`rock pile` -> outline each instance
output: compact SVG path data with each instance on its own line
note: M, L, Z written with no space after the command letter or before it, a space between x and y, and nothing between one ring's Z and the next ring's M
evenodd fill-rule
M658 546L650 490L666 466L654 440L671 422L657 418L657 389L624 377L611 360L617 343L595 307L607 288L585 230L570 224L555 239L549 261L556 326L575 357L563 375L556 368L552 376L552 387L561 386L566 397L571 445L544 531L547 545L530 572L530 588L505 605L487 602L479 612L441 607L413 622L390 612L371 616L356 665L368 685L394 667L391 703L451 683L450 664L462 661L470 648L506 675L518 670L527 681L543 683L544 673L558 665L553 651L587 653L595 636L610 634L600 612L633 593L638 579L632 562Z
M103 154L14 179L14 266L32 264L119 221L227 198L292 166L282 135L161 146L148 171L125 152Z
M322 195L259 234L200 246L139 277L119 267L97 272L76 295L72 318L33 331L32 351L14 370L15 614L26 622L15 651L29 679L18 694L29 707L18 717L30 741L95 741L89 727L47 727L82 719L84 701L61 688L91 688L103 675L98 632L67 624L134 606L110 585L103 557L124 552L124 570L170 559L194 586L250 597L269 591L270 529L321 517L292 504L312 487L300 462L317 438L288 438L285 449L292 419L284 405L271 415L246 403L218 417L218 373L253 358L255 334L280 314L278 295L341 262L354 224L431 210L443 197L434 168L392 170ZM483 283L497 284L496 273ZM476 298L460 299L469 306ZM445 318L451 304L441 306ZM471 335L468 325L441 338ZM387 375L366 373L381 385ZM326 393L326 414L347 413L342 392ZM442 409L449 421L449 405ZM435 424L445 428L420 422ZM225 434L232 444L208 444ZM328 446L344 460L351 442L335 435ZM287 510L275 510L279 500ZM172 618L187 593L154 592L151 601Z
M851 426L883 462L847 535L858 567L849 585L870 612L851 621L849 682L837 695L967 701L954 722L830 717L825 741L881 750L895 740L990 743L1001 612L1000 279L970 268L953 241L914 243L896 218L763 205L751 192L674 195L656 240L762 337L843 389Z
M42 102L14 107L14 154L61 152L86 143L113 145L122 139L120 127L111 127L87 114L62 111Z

○ ○ ○ ○ ○ ○ ○

• JOB: Copy out the items above word for word, from their first line through the line containing "note: M, L, Z".

• RESPONSE TO THE EXERCISE:
`rock pile` -> outline each instance
output: compact SVG path data with each instance on its own line
note: M, L, Z written with no space after the command letter or before it, a space between x and y, and nothing between one ring's Z and the next ring's M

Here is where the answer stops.